▶ [Texte présenté]:
Comme on le voit sur les
images ci-dessous, il y a des différences notables entre la
carte de Cassini présentée par l'Institut Géographique National
(IGN) et la Bibliothèque Nationale de France (BNF), et celle que
présente la
Library of Congress (LOC) de Washington, dite Hauslab-Liechtenstein.
Pourquoi de telles
différences ?
1 - La carte IGN/BNF - Dépôt de la guerre
Cette carte est constituée d'un ensemble de 180 feuilles dont
154 au format papier de 104 cm sur 73 cm et 26 (celles du
pourtour) de format variable et plus réduit. La France est donc
représentée par une matrice de 14 cartes en largeur sur 21 en
hauteur, dont l'assemblage totale fait 11,5 mètres de large sur
11,8 mètres de haut.
La Carte de France dite « Carte de Cassini » est lancée par
l'Académie des Sciences en 1747. César-François Cassini de Thury
(1714-1784, dit Cassini III) s'attèle à cette tâche, malgré des
difficultés financières qui obligent à lancer une souscription
en 1756 (créant ainsi une Compagnie dont le siège est fixé à
l'Observatoire de Paris) et à rechercher des subsides des
régions.
Avec une moyenne de 4 feuilles et demie par an, la carte est
presque terminée en 1784 (hormis 2 feuilles sur la Bretagne) et
160 feuilles sont déjà diffusées. Seuls restent aussi à faire
quelques relevés (ceux de la planche 142-Nancy, ont par exemple
été fait en 1754, 1759 et 1769).
Jean-Dominique, comte de Cassini (1748-1845), fils de François,
achève le travail.
En 1790, 166 des 180 feuillets sont déjà diffusés dans le
public, et la nouvelle carte de France (dans un format réduit au
quart, de 16 feuilles) est présentée à l'assemblée constituante
le 22 avril 1790. Mais encore une fois, des problèmes financiers
empêchent de finaliser le travail, qui est encore à l'époque la
propriété de la Compagnie des souscripteurs originels.
Le 21 septembre 1793, la convention, arguant faussement que la
carte aurait été exécutée en très grande partie aux frais du
gouvernement, prend un décret qui transfère la carte de Cassini
au Dépôt de la Guerre, tout récemment réorganisé mais bien
incapable de fournir aux armées les calques et plans nécessaires
aux opérations militaires. La carte est donc saisie, et il faut
attendre 1801 pour que les porteurs d'action ou leurs héritiers
puissent obtenir une indemnisation.

▶ [Liste présentée]:
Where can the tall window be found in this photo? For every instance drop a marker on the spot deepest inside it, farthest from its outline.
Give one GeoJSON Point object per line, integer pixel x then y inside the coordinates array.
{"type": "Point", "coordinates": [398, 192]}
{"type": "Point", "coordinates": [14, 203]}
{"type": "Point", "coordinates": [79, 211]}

▶ [Consignes de l'exercice]:
**A.** Modifiez le texte présenté en recopiant le passage qui commence par « Avec une moyenne » et se poursuit jusqu'à « des souscripteurs originels. », où « Bretagne » doit être remplacé par « Normandie ».
**B.** D'après le texte présenté, en quelle année l'Académie des Sciences lance-t-elle la carte de Cassini ?

▶ [Corrigé détaillé]:
**A.**
Avec une moyenne de 4 feuilles et demie par an, la carte est
presque terminée en 1784 (hormis 2 feuilles sur la Normandie) et
160 feuilles sont déjà diffusées. Seuls restent aussi à faire
quelques relevés (ceux de la planche 142-Nancy, ont par exemple
été fait en 1754, 1759 et 1769).
Jean-Dominique, comte de Cassini (1748-1845), fils de François,
achève le travail.
En 1790, 166 des 180 feuillets sont déjà diffusés dans le
public, et la nouvelle carte de France (dans un format réduit au
quart, de 16 feuilles) est présentée à l'assemblée constituante
le 22 avril 1790. Mais encore une fois, des problèmes financiers
empêchent de finaliser le travail, qui est encore à l'époque la
propriété de la Compagnie des souscripteurs originels.

**B.** En 1747.